*Your tasks*
1 > Do these statements agree with the microfinance note summaries? (a) The financial diaries study followed 53 village households. (b) The pricing note names four main factors for pricing a product. (c) Branding is presented as merely designing a logo. Answer each with yes or no and quote the deciding words.
2 > Can you duplicate the part of the microfinance note summaries that opens with the words containing "The Art and" and closes with "to perform pricing.", without changing a word?
3 > Would you go on with the microfinance note summaries, picking up after their final sentence?

*Document extract*
This note documents the lessons learned in 2005 under the Action Research Programme of MicroSave. Focusing on strategy, the note discusses strategic alignment between an institution, its staff, management and stakeholders, shared vision, strategic marketing, improving governance and risk management process for its success. It also stresses the role played by branding which is not merely designing a logo, but it requires linkages with organisational strategy. The note also emphasises various processes in savings and lending operations including staff incentive scheme for savings, loan portfolio audit and pilot testing. It further discusses importance of communication, institutional culture for customer oriented service and feedback loop to improve efficiency. This note concludes with a focus on e-banking and performance management of the staff to deliver effective and efficient services.

Uses and users of MFI loans in Bangladesh

The author’s study of the ‘financial diaries’ methodology provided unusual and valuable insights into how MFI loans are actually used and why. This is because they tracked the day-to-day activities of 53 village households over two or three years in great detail, helping them to construct ‘diaries’ of their financial lives. Unlike questionnaire-based surveys, and unlike rival ways of using case-studies, which depend on recall by the interviewees, this method allowed observation in real-time as people struggled to decide what to use their loans for, and then dealt with the consequences of their choices. This Grameen II note covers the methodology used in collecting ‘financial diary’ information from clients and provides the results of the study as well, focusing on how clients used the funds and for what purpose.

The Art and Science of Pricing Financial Services 

This note discusses the pricing concerns from customers’ perspective and the difficulty in understanding the costs associated with the financial services. It highlights three main factors for pricing a product—costs, competition and value. It also underlines the importance of transparency in developing a business and the ways to improve it by ensuring that staff members know the products and services well. The note also points out the role played by regulators in reporting the price of a product and voluntary disclosure of actual pricing to customers by the MFIs. It further considers the factors in pricing loans, savings and e-banking products by the MFIs. Conclusively, it recommends building and developing capacities to perform pricing.

*Record list*
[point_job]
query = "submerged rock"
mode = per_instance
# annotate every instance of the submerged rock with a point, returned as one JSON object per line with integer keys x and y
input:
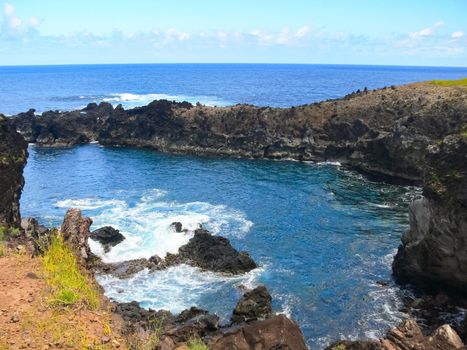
{"x": 254, "y": 305}
{"x": 214, "y": 253}
{"x": 278, "y": 332}
{"x": 407, "y": 335}
{"x": 107, "y": 236}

*Answers for the tasks*
1 >
(a) Yes: "tracked the day-to-day activities of 53 village households over two or three years in great detail"
(b) No: "It highlights three main factors for pricing a product—costs, competition and value."
(c) No: "branding which is not merely designing a logo, but it requires linkages with organisational strategy"

2 >
The Art and Science of Pricing Financial Services 

This note discusses the pricing concerns from customers’ perspective and the difficulty in understanding the costs associated with the financial services. It highlights three main factors for pricing a product—costs, competition and value. It also underlines the importance of transparency in developing a business and the ways to improve it by ensuring that staff members know the products and services well. The note also points out the role played by regulators in reporting the price of a product and voluntary disclosure of actual pricing to customers by the MFIs. It further considers the factors in pricing loans, savings and e-banking products by the MFIs. Conclusively, it recommends building and developing capacities to perform pricing.

3 >
Staff Incentive Schemes for Deposit Mobilisation

This note discusses in details about designing the staff incentive schemes for deposit taking microfinance institutions. It highlights the importance of being friendly and having good interpersonal skills in mobilising deposits. It suggests designing group based staff incentive scheme for deposit mobilisation as it is often difficult to discern exactly what (and who) caused the customer to entrust the institution with his or her funds and provides a simple formula for it. It also stresses to factor in more weights, if there are different schemes, and/or management thinks of refining the existing schemes. It further recommends distributing the branch bonus pool according to the base salaries.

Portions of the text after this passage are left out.